Source records
** Begin **
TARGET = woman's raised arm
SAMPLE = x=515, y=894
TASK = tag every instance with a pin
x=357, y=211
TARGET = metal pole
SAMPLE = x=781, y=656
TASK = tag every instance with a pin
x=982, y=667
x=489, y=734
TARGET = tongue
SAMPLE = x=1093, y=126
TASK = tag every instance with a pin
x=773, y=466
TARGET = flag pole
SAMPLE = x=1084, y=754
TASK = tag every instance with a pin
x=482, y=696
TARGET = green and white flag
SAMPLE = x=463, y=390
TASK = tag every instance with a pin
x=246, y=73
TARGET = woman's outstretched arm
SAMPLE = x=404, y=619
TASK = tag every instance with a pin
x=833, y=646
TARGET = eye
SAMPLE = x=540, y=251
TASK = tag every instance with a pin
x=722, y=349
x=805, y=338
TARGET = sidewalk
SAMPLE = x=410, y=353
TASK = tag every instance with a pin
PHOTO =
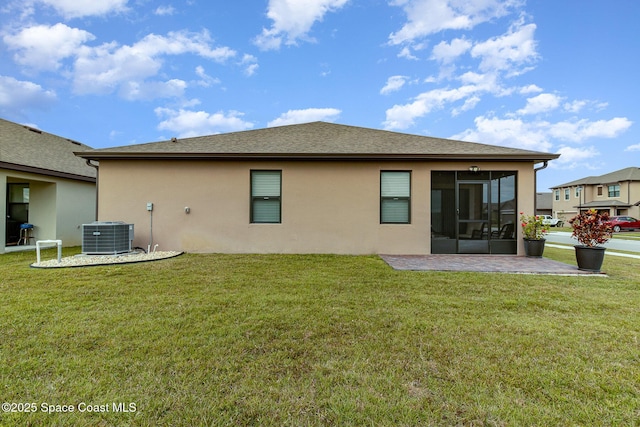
** End **
Short exercise.
Can you reproduce the listing above line for line, without the pictures?

Result of this exercise.
TARGET = woman's raised arm
SAMPLE = x=515, y=894
TASK = tag every instance with a pin
x=357, y=211
TARGET = metal pole
SAMPLE = x=781, y=656
TASK = tag every instance with a pin
x=982, y=667
x=489, y=734
TARGET = tongue
SAMPLE = x=1093, y=126
TASK = tag every instance with a pin
x=773, y=466
TARGET = flag pole
SAMPLE = x=1084, y=754
TASK = tag every instance with a pin
x=482, y=696
TARGET = green and white flag
SAMPLE = x=463, y=390
TASK = tag every instance with a pin
x=246, y=73
TARGET = woman's outstretched arm
SAMPLE = x=404, y=619
TASK = tag every instance with a pin
x=833, y=646
TARGET = eye
SAMPLE = x=540, y=251
TASK = tag every instance with a pin
x=722, y=349
x=805, y=338
TARGET = sidewalk
SAMPLE = x=410, y=353
TASK = tag every instance with a pin
PHOTO =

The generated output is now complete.